# Where to rent a good road bike around Longboat Key



## Cincyguy63 (Mar 21, 2011)

I will be staying on LBK in a few weeks (mid key) and I would like to rent a decent road bike while I'm down there. Can anyone recommend a place on or around LBK area?


----------



## cdhbrad (Feb 18, 2003)

I live in Bradenton and I'll give you two choices but neither is on LBK as the places out on the island only rent beach cruisers: Ringling Bicycles on Manatee Ave. in Bradenton or Ryder Bikes on Orange Ave. in Sarasota. If you fly into Tampa and get to LBK via SR 64 in Bradenton, you will go right past Ringling on your way out. I ride with the owners of Ringling all the time, but I know the wrenches at Ryder because some of them come ride with us on Saturdays when they aren't working. If you call Ringling, ask for Dave or Julie and let them know Curtis suggested you call. Won't get you a discount, me either, but they know I frequent this site and always recommend RBR folks to them and they treat them right. We also have some really good group rides and our Sunday ride goes through LBD to St. Armands so it may be something you want to consider. Ryder is good too, so take your pick as to which turns out to be the most convenient for you. 

We are having great weather now and you'll be down here before the heat of Summer takes hold. Hope you can join us for a ride.

### Data records

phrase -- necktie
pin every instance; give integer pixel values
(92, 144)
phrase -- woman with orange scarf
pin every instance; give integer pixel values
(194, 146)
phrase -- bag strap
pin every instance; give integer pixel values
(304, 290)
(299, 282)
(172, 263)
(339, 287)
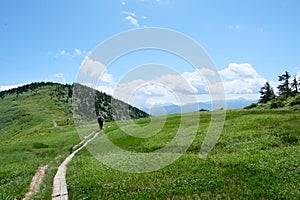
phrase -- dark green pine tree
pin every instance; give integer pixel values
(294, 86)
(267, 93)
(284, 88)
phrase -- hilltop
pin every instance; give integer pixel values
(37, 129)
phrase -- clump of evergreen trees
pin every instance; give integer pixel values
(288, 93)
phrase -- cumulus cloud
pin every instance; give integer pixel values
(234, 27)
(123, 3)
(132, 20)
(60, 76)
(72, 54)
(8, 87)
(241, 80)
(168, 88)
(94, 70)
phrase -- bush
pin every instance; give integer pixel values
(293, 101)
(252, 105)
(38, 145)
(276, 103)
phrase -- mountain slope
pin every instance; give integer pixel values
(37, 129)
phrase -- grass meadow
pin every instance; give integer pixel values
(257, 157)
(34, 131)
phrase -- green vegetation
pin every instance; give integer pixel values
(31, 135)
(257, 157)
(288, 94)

--

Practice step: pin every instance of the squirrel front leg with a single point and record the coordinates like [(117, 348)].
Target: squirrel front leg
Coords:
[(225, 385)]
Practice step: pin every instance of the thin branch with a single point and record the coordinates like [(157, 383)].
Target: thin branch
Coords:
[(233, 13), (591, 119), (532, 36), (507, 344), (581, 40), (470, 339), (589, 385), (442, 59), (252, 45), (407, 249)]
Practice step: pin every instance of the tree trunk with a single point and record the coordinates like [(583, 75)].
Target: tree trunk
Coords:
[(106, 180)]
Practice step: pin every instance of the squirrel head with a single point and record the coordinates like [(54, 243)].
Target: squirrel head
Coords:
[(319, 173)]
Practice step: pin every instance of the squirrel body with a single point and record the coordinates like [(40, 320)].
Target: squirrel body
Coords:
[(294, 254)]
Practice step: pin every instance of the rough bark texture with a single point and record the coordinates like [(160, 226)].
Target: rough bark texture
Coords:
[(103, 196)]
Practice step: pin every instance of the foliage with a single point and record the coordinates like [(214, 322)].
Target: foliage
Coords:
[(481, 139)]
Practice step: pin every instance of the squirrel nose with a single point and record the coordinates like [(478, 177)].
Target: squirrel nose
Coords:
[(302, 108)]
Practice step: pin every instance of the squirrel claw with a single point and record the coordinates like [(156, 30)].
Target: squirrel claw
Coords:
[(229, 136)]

### Direction 1
List every road or avenue named in the Longboat Key bike-rental thread.
### Direction 2
In the Longboat Key bike-rental thread, what kind of bike do the rental places on the island offer?
### Direction 3
Continue the Longboat Key bike-rental thread after its last sentence.
The data has no connection to the forum thread about renting a road bike near Longboat Key.

### Written response 1
- Manatee Ave.
- Orange Ave.
- SR 64

### Written response 2
They only rent beach cruisers.

### Written response 3
----------



## drdsom (Jun 21, 2010)

*Ringling bicycles*

I can fully support Curtis's post. I rented a great bike (Specialized Tarmac SL3) from Ringling last summer and went on two rides with their group. I have to warn you though, these guys are fast ! BTW, thanks again Curtis for staying with me on that first ride. You saved my life !
Have fun,

Dirk


----------



## cdhbrad (Feb 18, 2003)

Dirk: Hope all is going well with your riding this season. Doing your big ride again this year.....I can't imagine being on a ride with over 10,000 riders at one time. Hope to see you again the next time you visit in Florida
Curtis


----------



## drdsom (Jun 21, 2010)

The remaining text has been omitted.